• _RECORDS FOR PROCESSING_
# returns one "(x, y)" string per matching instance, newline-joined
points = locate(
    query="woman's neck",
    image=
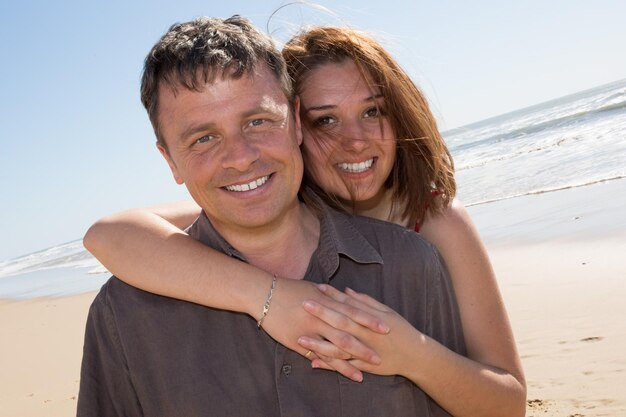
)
(380, 207)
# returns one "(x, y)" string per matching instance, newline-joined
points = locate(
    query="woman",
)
(371, 147)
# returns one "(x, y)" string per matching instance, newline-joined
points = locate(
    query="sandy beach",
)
(560, 261)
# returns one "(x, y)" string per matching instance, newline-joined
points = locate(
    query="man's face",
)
(235, 145)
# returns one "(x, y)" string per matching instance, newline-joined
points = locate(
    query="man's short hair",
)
(194, 53)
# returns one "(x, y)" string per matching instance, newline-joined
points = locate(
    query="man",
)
(228, 126)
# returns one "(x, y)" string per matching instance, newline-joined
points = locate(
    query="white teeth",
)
(356, 167)
(249, 186)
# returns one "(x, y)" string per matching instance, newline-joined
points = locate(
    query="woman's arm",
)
(144, 249)
(490, 381)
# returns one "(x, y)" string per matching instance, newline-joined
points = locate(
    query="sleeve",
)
(443, 316)
(106, 389)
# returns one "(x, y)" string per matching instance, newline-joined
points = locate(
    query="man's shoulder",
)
(115, 293)
(392, 242)
(390, 233)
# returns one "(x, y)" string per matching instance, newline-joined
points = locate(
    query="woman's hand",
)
(394, 348)
(287, 323)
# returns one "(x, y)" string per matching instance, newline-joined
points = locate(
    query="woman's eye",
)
(373, 112)
(324, 121)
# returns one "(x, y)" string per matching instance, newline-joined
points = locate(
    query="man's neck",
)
(283, 247)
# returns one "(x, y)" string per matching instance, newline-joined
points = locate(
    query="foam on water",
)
(569, 142)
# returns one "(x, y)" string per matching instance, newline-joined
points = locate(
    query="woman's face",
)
(349, 146)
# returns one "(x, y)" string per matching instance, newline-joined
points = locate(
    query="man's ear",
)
(296, 110)
(171, 163)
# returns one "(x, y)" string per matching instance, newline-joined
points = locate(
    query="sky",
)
(76, 144)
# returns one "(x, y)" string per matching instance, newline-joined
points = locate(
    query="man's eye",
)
(205, 139)
(257, 122)
(324, 121)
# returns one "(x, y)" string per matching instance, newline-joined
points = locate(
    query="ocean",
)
(569, 142)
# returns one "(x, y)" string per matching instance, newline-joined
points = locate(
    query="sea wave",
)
(546, 190)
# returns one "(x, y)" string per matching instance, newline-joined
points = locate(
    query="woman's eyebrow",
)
(332, 106)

• _GIVEN EXERCISE_
Repeat the data exactly, excluding the pictures.

• _ANSWER TO THIS TASK_
# returns one "(x, y)" string per matching instance, newline-joined
points = locate(
    query="woman's neck",
    image=
)
(380, 207)
# returns one "(x, y)" string per matching instance, newline-joined
points = locate(
    query="woman",
)
(371, 147)
# returns one "(x, y)" string per matching instance, newline-joined
points = locate(
    query="sandy beach",
)
(560, 261)
# returns one "(x, y)" string per matching instance, newline-joined
points = locate(
    query="man's face",
)
(235, 145)
# returns one "(x, y)" string per matching instance, newline-joined
points = locate(
    query="man's short hair",
)
(194, 53)
# returns one "(x, y)" string per matching instance, newline-joined
points = locate(
    query="man",
)
(228, 126)
# returns one "(x, y)" string per matching instance, newline-joined
points = locate(
    query="white teeth",
)
(356, 167)
(249, 186)
# returns one "(x, y)" string per matching instance, newline-joined
points = locate(
    query="woman's arm",
)
(144, 249)
(490, 381)
# returns one "(x, y)" string per matching instance, newline-joined
points = locate(
    query="sleeve",
)
(443, 316)
(106, 389)
# returns one "(x, y)" string per matching instance, newline-joined
points = locate(
    query="man's shoulder",
)
(115, 293)
(392, 242)
(390, 233)
# returns one "(x, y)" string per matching instance, newline-joined
points = locate(
    query="woman's hand",
)
(394, 348)
(287, 323)
# returns one "(x, y)" string per matching instance, newline-joined
points = locate(
    query="woman's eye",
)
(373, 112)
(324, 121)
# returns one "(x, y)" string per matching instance, newline-joined
points = locate(
    query="man's neck",
)
(283, 247)
# returns one "(x, y)" string per matching instance, newline-joined
points = locate(
    query="foam on water",
)
(569, 142)
# returns one "(x, y)" string per matching instance, newline-joined
points = locate(
    query="woman's face",
)
(349, 146)
# returns one "(x, y)" string per matching instance, newline-joined
points = locate(
    query="man's ear",
)
(296, 110)
(171, 163)
# returns one "(x, y)" string per matching instance, newline-joined
points = locate(
    query="sky",
)
(76, 144)
# returns one "(x, y)" string per matching instance, newline-joined
points = locate(
    query="man's eye",
)
(205, 139)
(257, 122)
(324, 121)
# returns one "(x, y)" string per matching instance, newline-joined
points = locate(
    query="ocean",
)
(569, 142)
# returns one "(x, y)" string per matching instance, newline-joined
points = locate(
    query="sea wave",
)
(546, 190)
# returns one "(x, y)" string per matching instance, newline-joined
points = locate(
    query="woman's eyebrow",
)
(332, 106)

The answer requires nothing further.